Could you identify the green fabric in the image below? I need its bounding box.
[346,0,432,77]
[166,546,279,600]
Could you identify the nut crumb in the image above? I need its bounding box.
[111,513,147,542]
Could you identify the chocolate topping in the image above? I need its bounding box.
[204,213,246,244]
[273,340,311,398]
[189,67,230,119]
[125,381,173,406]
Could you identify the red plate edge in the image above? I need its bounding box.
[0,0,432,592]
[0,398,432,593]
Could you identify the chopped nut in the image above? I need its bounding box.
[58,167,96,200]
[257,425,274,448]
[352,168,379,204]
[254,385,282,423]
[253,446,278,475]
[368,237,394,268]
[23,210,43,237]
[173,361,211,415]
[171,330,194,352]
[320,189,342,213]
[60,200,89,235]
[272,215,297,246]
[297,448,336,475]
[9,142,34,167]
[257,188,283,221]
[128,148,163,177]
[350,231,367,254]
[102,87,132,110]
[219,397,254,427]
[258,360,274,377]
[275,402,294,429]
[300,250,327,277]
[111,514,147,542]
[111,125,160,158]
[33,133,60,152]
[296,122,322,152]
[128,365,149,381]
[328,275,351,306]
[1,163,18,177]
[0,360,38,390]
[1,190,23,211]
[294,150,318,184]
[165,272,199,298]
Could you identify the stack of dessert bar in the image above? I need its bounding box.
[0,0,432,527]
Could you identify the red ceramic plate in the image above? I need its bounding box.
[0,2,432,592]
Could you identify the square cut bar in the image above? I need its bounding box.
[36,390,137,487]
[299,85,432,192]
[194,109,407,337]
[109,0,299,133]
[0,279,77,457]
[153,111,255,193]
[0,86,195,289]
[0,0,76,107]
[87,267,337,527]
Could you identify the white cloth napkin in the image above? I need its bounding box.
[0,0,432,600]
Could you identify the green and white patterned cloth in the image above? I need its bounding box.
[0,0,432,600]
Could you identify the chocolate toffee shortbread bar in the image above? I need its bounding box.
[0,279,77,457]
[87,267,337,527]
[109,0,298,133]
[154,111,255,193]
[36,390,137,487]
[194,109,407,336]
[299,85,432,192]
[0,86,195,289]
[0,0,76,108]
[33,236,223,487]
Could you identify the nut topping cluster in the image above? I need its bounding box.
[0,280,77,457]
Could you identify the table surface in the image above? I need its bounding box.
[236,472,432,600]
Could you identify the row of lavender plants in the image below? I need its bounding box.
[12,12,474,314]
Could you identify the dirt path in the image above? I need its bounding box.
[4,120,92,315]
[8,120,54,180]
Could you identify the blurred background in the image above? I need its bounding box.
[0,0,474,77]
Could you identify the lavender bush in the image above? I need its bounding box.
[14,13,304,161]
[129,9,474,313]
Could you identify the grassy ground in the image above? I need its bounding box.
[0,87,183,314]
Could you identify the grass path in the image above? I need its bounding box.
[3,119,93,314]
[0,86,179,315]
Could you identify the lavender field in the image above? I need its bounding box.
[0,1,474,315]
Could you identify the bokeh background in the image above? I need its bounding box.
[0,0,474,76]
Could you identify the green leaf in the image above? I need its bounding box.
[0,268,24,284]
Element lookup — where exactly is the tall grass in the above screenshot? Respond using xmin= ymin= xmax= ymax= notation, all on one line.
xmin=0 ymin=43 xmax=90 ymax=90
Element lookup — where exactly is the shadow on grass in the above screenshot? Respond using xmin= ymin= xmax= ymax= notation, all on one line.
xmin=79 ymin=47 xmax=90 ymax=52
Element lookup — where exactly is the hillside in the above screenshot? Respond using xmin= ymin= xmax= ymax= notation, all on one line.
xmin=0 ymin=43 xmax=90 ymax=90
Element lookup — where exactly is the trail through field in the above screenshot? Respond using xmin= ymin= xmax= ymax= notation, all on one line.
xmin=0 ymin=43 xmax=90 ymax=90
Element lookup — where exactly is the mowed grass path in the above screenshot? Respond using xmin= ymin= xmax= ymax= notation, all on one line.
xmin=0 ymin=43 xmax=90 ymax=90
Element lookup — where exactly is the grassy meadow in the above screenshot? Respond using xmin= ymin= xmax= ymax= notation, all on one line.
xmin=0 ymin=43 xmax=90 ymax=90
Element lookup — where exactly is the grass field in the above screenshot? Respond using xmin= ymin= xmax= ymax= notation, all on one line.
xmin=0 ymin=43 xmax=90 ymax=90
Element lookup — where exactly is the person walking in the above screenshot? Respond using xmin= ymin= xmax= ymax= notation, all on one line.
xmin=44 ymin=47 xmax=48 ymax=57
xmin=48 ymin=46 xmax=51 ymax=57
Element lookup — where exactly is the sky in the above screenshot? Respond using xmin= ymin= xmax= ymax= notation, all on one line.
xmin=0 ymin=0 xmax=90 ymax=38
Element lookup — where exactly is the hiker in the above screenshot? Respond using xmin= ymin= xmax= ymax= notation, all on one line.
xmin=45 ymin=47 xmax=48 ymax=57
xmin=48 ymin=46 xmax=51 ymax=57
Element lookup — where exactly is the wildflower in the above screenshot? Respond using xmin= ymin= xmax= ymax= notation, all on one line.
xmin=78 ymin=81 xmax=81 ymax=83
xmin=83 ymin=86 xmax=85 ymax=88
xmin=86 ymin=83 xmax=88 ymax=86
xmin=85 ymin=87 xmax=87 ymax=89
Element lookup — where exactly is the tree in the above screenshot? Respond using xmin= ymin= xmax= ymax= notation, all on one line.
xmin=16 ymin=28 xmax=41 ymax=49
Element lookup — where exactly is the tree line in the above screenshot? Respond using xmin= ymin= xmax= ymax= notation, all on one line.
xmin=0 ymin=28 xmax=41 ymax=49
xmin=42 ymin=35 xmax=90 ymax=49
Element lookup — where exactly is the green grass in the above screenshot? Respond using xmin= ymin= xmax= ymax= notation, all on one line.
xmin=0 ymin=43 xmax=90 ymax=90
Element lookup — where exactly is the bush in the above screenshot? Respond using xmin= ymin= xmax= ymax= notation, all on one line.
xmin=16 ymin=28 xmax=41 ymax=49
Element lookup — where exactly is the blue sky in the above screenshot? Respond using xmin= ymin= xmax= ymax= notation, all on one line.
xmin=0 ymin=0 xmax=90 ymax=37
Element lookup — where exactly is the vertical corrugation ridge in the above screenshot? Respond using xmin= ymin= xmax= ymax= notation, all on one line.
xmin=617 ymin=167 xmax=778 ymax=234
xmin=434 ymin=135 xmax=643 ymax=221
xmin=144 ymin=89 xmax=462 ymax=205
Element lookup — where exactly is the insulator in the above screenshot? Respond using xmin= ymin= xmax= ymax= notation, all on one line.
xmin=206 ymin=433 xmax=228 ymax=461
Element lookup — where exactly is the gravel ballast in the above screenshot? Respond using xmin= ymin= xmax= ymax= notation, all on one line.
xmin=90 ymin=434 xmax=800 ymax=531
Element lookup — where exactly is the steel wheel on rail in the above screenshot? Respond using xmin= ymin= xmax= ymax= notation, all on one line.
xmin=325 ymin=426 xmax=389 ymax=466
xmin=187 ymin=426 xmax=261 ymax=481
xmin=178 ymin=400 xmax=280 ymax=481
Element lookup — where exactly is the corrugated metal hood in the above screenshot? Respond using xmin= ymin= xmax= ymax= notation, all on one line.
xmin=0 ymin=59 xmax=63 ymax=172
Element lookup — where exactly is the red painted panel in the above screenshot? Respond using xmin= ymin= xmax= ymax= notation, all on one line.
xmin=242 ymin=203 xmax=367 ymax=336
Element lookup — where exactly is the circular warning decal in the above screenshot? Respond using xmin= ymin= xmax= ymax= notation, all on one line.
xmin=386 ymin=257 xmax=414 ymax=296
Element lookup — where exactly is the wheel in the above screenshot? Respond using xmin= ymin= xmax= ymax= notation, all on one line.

→ **What you have to do**: Copy every one of the items above word for word, without changing anything.

→ **Finished task**:
Could you identify the green fabric in the image below? I need its bounding box.
[346,0,432,77]
[166,546,279,600]
Could you identify the nut crumb in the image above? I need its bounding box.
[111,513,147,542]
Could you identify the chocolate topping in the image above? I need its bounding box.
[204,213,246,244]
[273,340,311,398]
[189,67,230,119]
[125,381,173,406]
Could you identify the red plate edge in the image above? I need its bounding box.
[0,0,432,592]
[0,398,432,593]
Could you identify the chopped nut in the image above? I need its bounding box.
[58,167,96,200]
[257,425,274,448]
[352,168,379,204]
[254,385,282,423]
[253,446,278,475]
[368,237,394,268]
[23,210,43,237]
[173,361,211,415]
[171,330,194,352]
[320,189,342,213]
[60,200,89,235]
[272,215,297,246]
[297,448,336,475]
[9,142,34,167]
[257,188,283,221]
[128,148,163,177]
[350,231,367,254]
[102,87,132,110]
[219,397,254,427]
[258,360,274,377]
[275,402,294,429]
[300,250,327,277]
[111,514,147,542]
[111,125,160,158]
[33,133,60,152]
[296,122,322,152]
[128,365,149,381]
[328,275,351,306]
[1,163,18,177]
[0,360,38,390]
[1,190,23,211]
[294,150,318,184]
[165,272,199,298]
Could you identify the stack of dessert bar in the image above? I need its bounding box.
[0,0,432,527]
Could you identify the red ceramic plate in the image above? I need its bounding box.
[0,2,432,592]
Could you identify the square cut bar in the image above? I need its bounding box.
[36,390,137,487]
[299,85,432,192]
[194,109,407,337]
[109,0,299,133]
[0,279,77,457]
[153,111,255,193]
[0,86,195,289]
[0,0,76,107]
[87,267,337,527]
Could you identify the white cloth napkin in the image above? I need its bounding box.
[0,0,432,600]
Could you identify the green and white patterned cloth in the image above? I need its bounding box.
[0,0,432,600]
Could you identify the chocolate toffee shortbread bar in the image above? I need its bounding box.
[0,279,77,457]
[87,267,337,527]
[109,0,298,133]
[154,111,255,193]
[36,390,137,487]
[194,109,407,336]
[299,85,432,192]
[0,86,195,289]
[0,0,76,108]
[33,236,223,487]
Could you identify the nut topping cluster in the image above? I need its bounding box.
[0,280,77,457]
Could you identify the table surface in the image above? I need its bounding box.
[236,472,432,600]
Could you identify the row of lavender plants in the image below? I need its bounding box.
[12,12,474,314]
Could you identify the dirt path in the image above? I need its bounding box.
[4,120,92,315]
[8,120,54,180]
Could you identify the blurred background in the image above? I need its bounding box.
[0,0,474,77]
Could you identify the lavender bush in the image above? I need its bounding box.
[14,13,304,161]
[129,9,474,313]
Could you identify the grassy ground in the image above? I need its bounding box.
[0,87,183,314]
Could you identify the grass path in the image above? I need its bounding box.
[3,119,93,314]
[0,86,179,315]
Could you identify the lavender field in the image above? I need its bounding box.
[0,1,474,315]
Could you identify the bokeh background in the image above? I need its bounding box.
[0,0,474,76]
Could you identify the green leaf in the image above? I need its bounding box.
[0,268,24,284]
Element lookup — where exactly is the tall grass in the above screenshot? Respond using xmin= ymin= xmax= ymax= notation, all on one line.
xmin=0 ymin=43 xmax=90 ymax=90
Element lookup — where exactly is the shadow on grass in the above screenshot? Respond using xmin= ymin= xmax= ymax= notation, all on one line.
xmin=79 ymin=47 xmax=90 ymax=52
Element lookup — where exactly is the hillside in the above screenshot? Respond using xmin= ymin= xmax= ymax= notation, all on one line.
xmin=0 ymin=43 xmax=90 ymax=90
Element lookup — where exactly is the trail through field in the above screenshot? Respond using xmin= ymin= xmax= ymax= notation, all on one line.
xmin=0 ymin=43 xmax=90 ymax=90
Element lookup — where exactly is the mowed grass path in the above screenshot? Respond using xmin= ymin= xmax= ymax= notation, all on one line.
xmin=0 ymin=43 xmax=90 ymax=90
Element lookup — where exactly is the grassy meadow in the above screenshot? Respond using xmin= ymin= xmax= ymax= notation, all on one line.
xmin=0 ymin=43 xmax=90 ymax=90
Element lookup — where exactly is the grass field in the above screenshot? Respond using xmin= ymin= xmax= ymax= notation, all on one line.
xmin=0 ymin=43 xmax=90 ymax=90
Element lookup — where exactly is the person walking in the above screenshot? Respond using xmin= ymin= xmax= ymax= notation, all on one line.
xmin=44 ymin=47 xmax=48 ymax=57
xmin=48 ymin=46 xmax=51 ymax=57
Element lookup — where exactly is the sky in the above screenshot? Respond using xmin= ymin= xmax= ymax= notation, all on one line.
xmin=0 ymin=0 xmax=90 ymax=38
Element lookup — where exactly is the hiker in the above screenshot? Respond using xmin= ymin= xmax= ymax= notation, all on one line.
xmin=45 ymin=47 xmax=48 ymax=57
xmin=48 ymin=46 xmax=51 ymax=57
Element lookup — where exactly is the wildflower in the above screenshot? Respond using xmin= ymin= xmax= ymax= notation, all on one line.
xmin=78 ymin=81 xmax=81 ymax=83
xmin=83 ymin=86 xmax=85 ymax=88
xmin=86 ymin=83 xmax=88 ymax=86
xmin=85 ymin=87 xmax=87 ymax=89
Element lookup — where exactly is the tree in the above screenshot? Respond using xmin= ymin= xmax= ymax= notation, all on one line.
xmin=16 ymin=28 xmax=41 ymax=49
Element lookup — where exactly is the tree line in the above screenshot? Respond using xmin= ymin= xmax= ymax= notation, all on one line.
xmin=0 ymin=28 xmax=41 ymax=49
xmin=42 ymin=35 xmax=90 ymax=49
Element lookup — where exactly is the green grass in the above screenshot? Respond using xmin= ymin= xmax= ymax= notation, all on one line.
xmin=0 ymin=43 xmax=90 ymax=90
Element lookup — where exactly is the bush in the above screenshot? Respond using xmin= ymin= xmax= ymax= notation, all on one line.
xmin=16 ymin=28 xmax=41 ymax=49
Element lookup — where exactly is the blue sky in the above screenshot? Respond using xmin= ymin= xmax= ymax= notation, all on one line.
xmin=0 ymin=0 xmax=90 ymax=37
Element lookup — where exactly is the vertical corrugation ridge in the above screenshot? Respond using xmin= ymin= xmax= ymax= notation, all on one line.
xmin=617 ymin=167 xmax=778 ymax=234
xmin=434 ymin=135 xmax=643 ymax=221
xmin=144 ymin=89 xmax=462 ymax=205
Element lookup — where exactly is the insulator in the above screenshot? Respond using xmin= ymin= xmax= ymax= notation, all on one line.
xmin=206 ymin=433 xmax=228 ymax=461
Element lookup — where exactly is the gravel ballast in the above screenshot? Respond using xmin= ymin= xmax= ymax= notation, all on one line.
xmin=90 ymin=434 xmax=800 ymax=531
Element lookup — where exactly is the steel wheel on rail in the above screenshot? Respond using xmin= ymin= xmax= ymax= notation, all on one line.
xmin=325 ymin=426 xmax=389 ymax=466
xmin=187 ymin=426 xmax=261 ymax=481
xmin=178 ymin=400 xmax=280 ymax=481
Element lookup — where exactly is the corrugated metal hood in the above screenshot? Respond using xmin= ymin= xmax= ymax= notation, all on one line.
xmin=0 ymin=59 xmax=63 ymax=172
Element lookup — where exactly is the red painted panel in the above screenshot? Respond using xmin= ymin= xmax= ymax= notation, all on one line.
xmin=242 ymin=203 xmax=367 ymax=336
Element lookup — where exactly is the circular warning decal in the above screenshot? Respond using xmin= ymin= xmax= ymax= notation, all on one line.
xmin=386 ymin=257 xmax=414 ymax=296
Element lookup — where exactly is the wheel in the above screenshot? Respond using xmin= ymin= xmax= ymax= notation, all on one line.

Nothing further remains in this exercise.